What the task requires: Copy out the lines of the listing below word for word, starting with the line that contains "Exercise. Mark the night" and continuing through the end of the listing, with both ends included.

Supplied information:
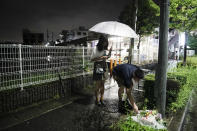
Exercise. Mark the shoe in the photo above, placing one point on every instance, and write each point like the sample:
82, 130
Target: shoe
102, 103
96, 103
121, 107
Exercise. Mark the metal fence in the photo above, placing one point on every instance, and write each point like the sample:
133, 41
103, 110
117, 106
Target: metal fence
22, 65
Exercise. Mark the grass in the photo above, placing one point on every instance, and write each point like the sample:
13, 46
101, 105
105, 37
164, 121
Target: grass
184, 78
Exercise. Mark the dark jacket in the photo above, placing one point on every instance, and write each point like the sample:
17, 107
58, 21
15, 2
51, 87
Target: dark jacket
125, 72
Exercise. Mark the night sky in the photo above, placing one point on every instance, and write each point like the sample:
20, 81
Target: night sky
54, 15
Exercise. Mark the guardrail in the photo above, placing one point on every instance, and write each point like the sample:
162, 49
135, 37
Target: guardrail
24, 65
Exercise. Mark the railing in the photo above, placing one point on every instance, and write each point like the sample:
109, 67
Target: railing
22, 65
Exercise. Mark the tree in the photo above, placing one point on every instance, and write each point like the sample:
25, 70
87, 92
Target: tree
193, 42
161, 72
147, 17
183, 15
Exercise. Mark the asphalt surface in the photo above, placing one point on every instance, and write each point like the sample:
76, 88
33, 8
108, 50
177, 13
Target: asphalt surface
81, 114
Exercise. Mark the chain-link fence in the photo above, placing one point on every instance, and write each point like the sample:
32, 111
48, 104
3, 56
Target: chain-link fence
22, 65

Answer for this exercise:
Exercise. Mark the night sky in the photo above, placing one point on every instance, and write each point like the sample:
20, 81
Target: night sky
54, 15
Exercise. Mark the guardrail in the photo above, placing one point on every instance, and write each point like the sample:
162, 49
135, 37
Target: guardrail
24, 65
Exercise. Mark the railing in the photo above, placing one point on every instance, and write each point like the sample:
109, 67
Target: railing
22, 65
Exercise. Mark the tree in the photo above, placing one point on every instance, and write each point like the sample:
25, 70
87, 92
Target: tree
193, 42
161, 72
147, 17
183, 15
Exercise. Mark the asphalt surface in the photo above, placing one point on every instance, and write each point like the sample:
76, 88
33, 8
108, 50
177, 13
Target: asphalt surface
81, 114
Exercise. Mark the chain-link fence in the photo above, placing one point on every instance, and write each point like the sample:
32, 111
48, 104
3, 56
Target: chain-link fence
22, 65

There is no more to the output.